● **Exercise**
Print all of the data below exactly as it appears, leaving out every image.

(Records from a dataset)
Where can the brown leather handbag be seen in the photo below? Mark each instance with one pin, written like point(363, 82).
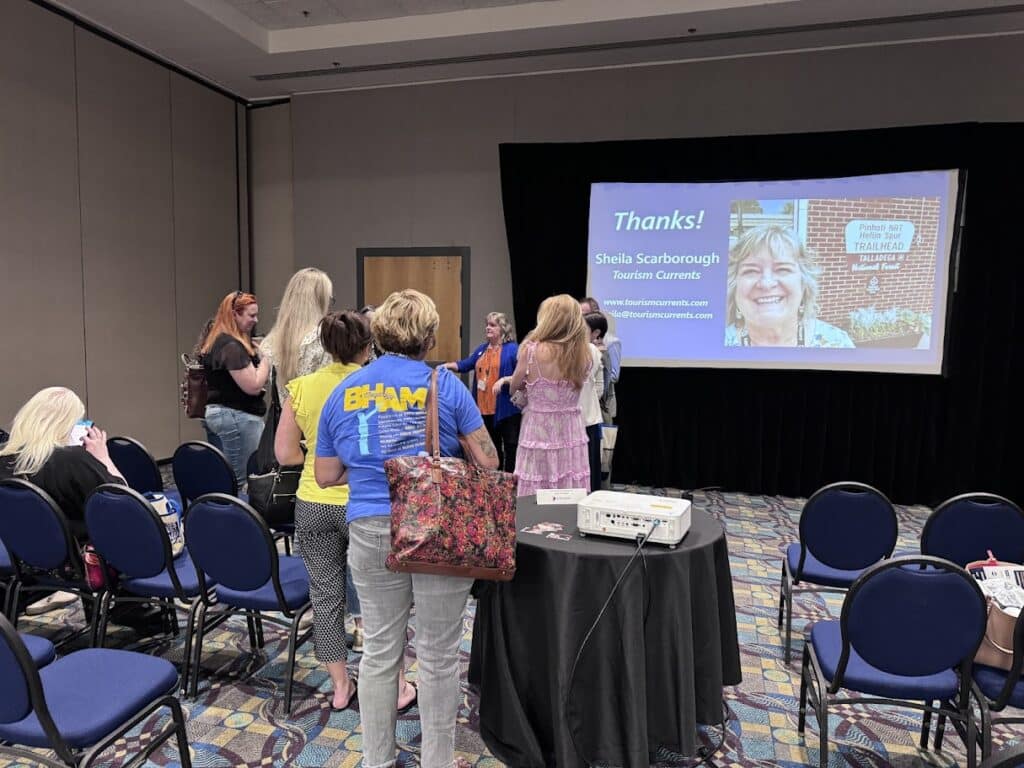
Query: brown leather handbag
point(449, 516)
point(194, 387)
point(996, 647)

● **Your response**
Where can the brown leather handbag be seen in the photo below? Mark each instance with one pin, written like point(363, 82).
Query: brown leather handbag
point(449, 516)
point(194, 387)
point(996, 647)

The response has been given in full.